» EXERCISE DETAILS: Please continue the passage about telling Métis stories from where it stops.

--- SELECTION ---

The wisdom, practicing telling our stories, came to me during the first gathering. As we came together and began getting to know each other, comments reverberated pointing to the importance of Métis places for folks to come together to share stories. I sensed that my Métis kin needed to come into relationship with their own stories and experiences before they could share them. One individual in particular, Bob, was having trouble ‘finding’ the practices in his life. He had reached out to me to see if we could get together for a visit. When we got together, he shared with me a reflection video; he was articulating the difficulty of seeing the everyday practices because he had to renew his relationship with the past as a means to transpose his own actions. Bob, in sharing with the research collective, discussed that in growing up as a child, he was not taught by his grandmother how to ‘pay attention’, to what constitutes Métis practices. This was felt by the other individuals in the group. Robin Wall Kimmerer (2013) provides a mode to be more attentive to our practices, “ceremonies large and small have the power to focus attention to a way of living awake in the world” (p. 36). I learned from Bob, and others, that the stories of our ancestors need to be told in order to see what is alive in our experiences; practices are relational and indicative of our inherited existence.

--- INFORMATION PROVIDED ---

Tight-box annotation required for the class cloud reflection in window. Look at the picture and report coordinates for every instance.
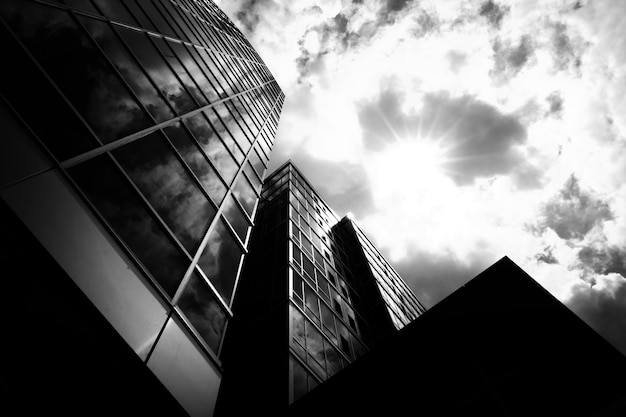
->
[198,221,242,303]
[68,155,189,296]
[178,272,226,354]
[113,132,215,253]
[185,113,238,185]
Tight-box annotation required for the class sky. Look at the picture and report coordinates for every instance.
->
[217,0,626,354]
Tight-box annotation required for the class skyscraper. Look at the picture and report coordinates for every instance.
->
[0,0,284,415]
[213,161,424,415]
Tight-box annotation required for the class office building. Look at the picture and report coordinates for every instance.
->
[0,0,284,415]
[217,161,424,415]
[286,257,626,417]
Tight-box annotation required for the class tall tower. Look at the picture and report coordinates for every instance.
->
[217,161,424,415]
[0,0,284,415]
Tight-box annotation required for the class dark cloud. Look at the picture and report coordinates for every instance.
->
[446,50,467,73]
[387,0,410,12]
[411,10,440,38]
[490,35,535,82]
[552,22,581,70]
[566,279,626,355]
[392,252,489,308]
[546,91,563,118]
[359,90,541,188]
[578,246,626,278]
[535,246,559,264]
[478,0,509,29]
[534,175,613,240]
[235,0,269,33]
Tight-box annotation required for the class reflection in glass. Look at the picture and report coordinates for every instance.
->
[198,221,241,304]
[2,2,150,142]
[113,132,215,253]
[178,272,226,354]
[223,195,250,244]
[153,38,207,106]
[0,18,96,161]
[185,113,238,185]
[233,174,258,217]
[165,122,226,206]
[289,356,307,401]
[69,155,189,296]
[80,17,174,122]
[119,27,198,114]
[204,104,244,164]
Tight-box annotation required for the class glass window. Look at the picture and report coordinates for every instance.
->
[184,113,238,185]
[69,155,189,296]
[198,221,241,304]
[302,256,315,282]
[80,17,174,122]
[289,305,306,347]
[0,19,96,161]
[168,41,217,102]
[152,37,207,106]
[1,2,150,142]
[178,272,226,354]
[324,342,341,376]
[304,285,320,324]
[233,174,258,218]
[289,356,308,401]
[165,122,226,206]
[292,271,304,299]
[305,320,326,379]
[119,27,198,114]
[113,132,215,253]
[91,0,137,25]
[219,195,250,244]
[205,104,245,164]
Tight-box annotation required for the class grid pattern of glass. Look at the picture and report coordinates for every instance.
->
[351,222,426,330]
[0,0,284,362]
[262,163,369,401]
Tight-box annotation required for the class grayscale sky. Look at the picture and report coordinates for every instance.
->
[217,0,626,354]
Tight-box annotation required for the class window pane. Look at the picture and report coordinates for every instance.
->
[81,18,174,122]
[119,27,197,114]
[289,356,307,401]
[205,104,244,164]
[113,132,215,253]
[233,174,258,217]
[165,123,226,206]
[198,221,241,303]
[185,113,238,185]
[289,305,306,346]
[69,155,189,296]
[219,195,250,244]
[2,2,150,142]
[178,272,226,354]
[152,38,207,106]
[0,20,96,161]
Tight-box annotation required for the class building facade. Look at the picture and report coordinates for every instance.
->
[218,161,424,415]
[0,0,284,415]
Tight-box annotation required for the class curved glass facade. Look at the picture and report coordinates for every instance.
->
[0,0,284,411]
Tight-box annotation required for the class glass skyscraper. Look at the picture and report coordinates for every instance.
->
[0,0,284,415]
[217,161,425,415]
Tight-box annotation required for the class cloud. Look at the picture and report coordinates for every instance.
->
[490,35,535,83]
[394,251,488,308]
[566,277,626,355]
[478,0,510,29]
[536,175,613,240]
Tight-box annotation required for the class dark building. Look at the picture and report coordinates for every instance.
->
[217,162,424,415]
[288,257,626,417]
[0,0,284,415]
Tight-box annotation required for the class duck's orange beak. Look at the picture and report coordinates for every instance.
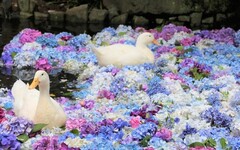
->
[28,78,39,89]
[152,39,160,46]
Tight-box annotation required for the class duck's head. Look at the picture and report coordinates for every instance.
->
[137,32,160,45]
[29,70,49,89]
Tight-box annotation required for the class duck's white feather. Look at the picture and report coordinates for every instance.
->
[12,71,67,128]
[92,33,158,67]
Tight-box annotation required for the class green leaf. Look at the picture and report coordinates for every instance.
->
[181,84,190,90]
[176,46,183,51]
[204,138,217,147]
[17,134,29,143]
[31,123,47,133]
[139,135,151,147]
[118,32,126,36]
[63,92,72,97]
[101,41,109,46]
[220,138,227,149]
[58,40,66,46]
[189,142,204,147]
[70,129,80,136]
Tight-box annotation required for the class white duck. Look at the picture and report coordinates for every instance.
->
[93,32,159,67]
[12,70,67,128]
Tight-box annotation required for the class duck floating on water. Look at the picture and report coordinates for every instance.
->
[12,70,67,128]
[93,32,159,68]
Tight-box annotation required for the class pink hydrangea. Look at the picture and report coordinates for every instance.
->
[163,72,185,84]
[189,146,215,150]
[19,29,42,44]
[180,38,193,46]
[155,127,172,141]
[98,90,115,100]
[35,58,52,72]
[66,119,87,130]
[129,116,141,128]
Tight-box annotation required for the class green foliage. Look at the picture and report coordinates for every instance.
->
[139,135,151,147]
[67,0,102,9]
[70,129,80,136]
[17,134,29,143]
[190,67,208,80]
[31,123,47,133]
[11,52,17,58]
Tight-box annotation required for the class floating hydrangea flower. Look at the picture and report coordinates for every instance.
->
[0,117,33,136]
[189,146,215,150]
[35,58,52,71]
[32,136,60,150]
[154,127,172,141]
[130,116,141,128]
[98,90,115,100]
[36,33,58,47]
[0,107,6,123]
[66,119,86,130]
[201,107,232,127]
[19,29,42,44]
[0,134,21,150]
[131,123,157,140]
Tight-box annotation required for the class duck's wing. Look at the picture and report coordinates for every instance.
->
[11,80,39,120]
[11,80,27,115]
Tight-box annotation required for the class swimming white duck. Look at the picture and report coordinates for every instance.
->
[93,32,159,68]
[12,70,67,128]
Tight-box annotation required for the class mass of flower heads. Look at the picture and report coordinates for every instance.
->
[0,24,240,150]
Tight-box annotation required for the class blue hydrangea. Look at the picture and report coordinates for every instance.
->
[147,76,170,96]
[58,131,76,143]
[36,33,58,47]
[81,138,115,150]
[0,117,33,136]
[131,122,157,140]
[3,102,13,109]
[198,127,230,140]
[0,133,21,150]
[207,92,222,107]
[234,30,240,46]
[110,77,127,95]
[101,27,117,36]
[68,34,91,48]
[228,137,240,150]
[201,107,232,127]
[180,124,197,139]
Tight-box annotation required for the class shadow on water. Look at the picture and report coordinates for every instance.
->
[0,19,104,96]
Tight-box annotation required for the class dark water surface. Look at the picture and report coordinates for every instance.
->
[0,19,104,96]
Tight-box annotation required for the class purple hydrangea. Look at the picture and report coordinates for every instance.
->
[180,124,197,139]
[147,76,170,96]
[131,122,157,140]
[0,117,33,136]
[32,136,60,150]
[0,134,21,150]
[201,107,232,127]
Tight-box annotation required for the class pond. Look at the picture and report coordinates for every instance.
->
[0,15,240,150]
[0,18,104,96]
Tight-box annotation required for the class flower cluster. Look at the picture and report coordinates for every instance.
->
[0,24,240,150]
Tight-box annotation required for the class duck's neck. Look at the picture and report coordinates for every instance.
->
[136,40,148,49]
[39,83,50,100]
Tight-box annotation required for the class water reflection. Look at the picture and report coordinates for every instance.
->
[0,67,77,97]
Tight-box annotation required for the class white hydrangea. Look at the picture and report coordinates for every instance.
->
[14,51,38,69]
[63,59,83,74]
[196,39,215,50]
[90,72,113,95]
[21,42,42,51]
[64,137,90,148]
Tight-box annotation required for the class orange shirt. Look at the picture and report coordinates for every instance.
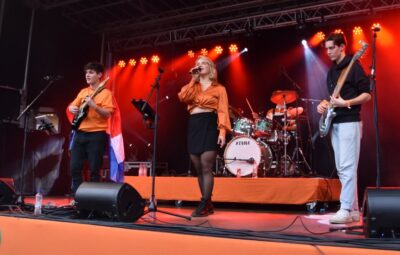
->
[178,82,231,136]
[71,86,115,132]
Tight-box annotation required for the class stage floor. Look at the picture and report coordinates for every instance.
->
[0,197,400,255]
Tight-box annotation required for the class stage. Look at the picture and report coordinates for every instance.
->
[0,176,400,255]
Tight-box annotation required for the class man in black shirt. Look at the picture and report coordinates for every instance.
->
[317,33,371,224]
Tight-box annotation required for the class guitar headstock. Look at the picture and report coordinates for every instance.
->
[353,40,368,61]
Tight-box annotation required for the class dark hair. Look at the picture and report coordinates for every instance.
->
[83,62,104,73]
[325,33,347,46]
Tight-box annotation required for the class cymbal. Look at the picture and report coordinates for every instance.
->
[228,105,244,119]
[271,90,299,104]
[287,107,304,119]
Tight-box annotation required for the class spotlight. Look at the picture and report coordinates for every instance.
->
[118,60,126,68]
[151,55,160,63]
[188,50,194,58]
[317,31,325,41]
[129,58,136,66]
[333,28,343,34]
[229,43,238,53]
[353,26,362,35]
[371,23,381,32]
[214,45,224,55]
[140,57,149,65]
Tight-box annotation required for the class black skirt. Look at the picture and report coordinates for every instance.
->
[188,112,218,155]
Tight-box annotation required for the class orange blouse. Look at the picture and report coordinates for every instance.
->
[178,82,231,136]
[71,87,115,132]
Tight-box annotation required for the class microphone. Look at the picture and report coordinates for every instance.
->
[43,75,64,81]
[189,66,201,74]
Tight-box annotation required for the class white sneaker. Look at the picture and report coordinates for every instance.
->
[329,209,353,224]
[350,211,360,222]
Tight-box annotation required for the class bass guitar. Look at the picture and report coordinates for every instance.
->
[71,77,110,130]
[319,40,368,137]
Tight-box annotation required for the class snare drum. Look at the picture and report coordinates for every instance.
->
[233,118,254,136]
[224,136,272,176]
[254,118,273,137]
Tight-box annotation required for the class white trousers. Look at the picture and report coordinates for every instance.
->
[331,122,362,211]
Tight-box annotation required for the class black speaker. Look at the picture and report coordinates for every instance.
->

---

» REPLY TO THE TASK:
Kimmerer (2013), in referring to ceremonies, does not imply them as synonymous to those conducted in sacred ways, but more of how Elmer Ghostkeeper (2007) describes ceremony, “the physical movement of the aspect of the body performed by the Métis in order to make a living” (p. 10). In this way, both Ghostkeeper (2007) and Kimmerer (2013) are insinuating consistent actions that are bound to worldview that then call for us to notice how we are invoking our worldview daily. Moreover, this affirmed the collectivity and importance of kinship in understanding oneself and our place within community (Graveline, 1998; Maracle, 2015). For us dwelling in Calgary, this was of particular importance because the collective dialogue of our daily experiences allowed us to understand that we are not alone and indeed have a kinship circle in the city. One individual spoke of the need to ‘find’ community in Calgary in order to feel a sense of belonging. It takes a collective orientation to determine cultural practices; as individuals, we cannot determine this on our own and in isolation. We needed to come together and begin to talk about our own practical ways in which we express ourselves, while using each other as a mirror to determine what is ‘like me’. At the beginning of the inquiry, I was unaware of the power that such a process could invoke. Not only was I creating a context for us to practice telling our stories, but the act of telling was the sinew that was pulling our small research community together. The telling of our stories became a ceremony “a vehicle for belonging—to a family, to a people, and to the land” (Wall Kimmerer, 2013, 37).

“Picking up what was stolen from us”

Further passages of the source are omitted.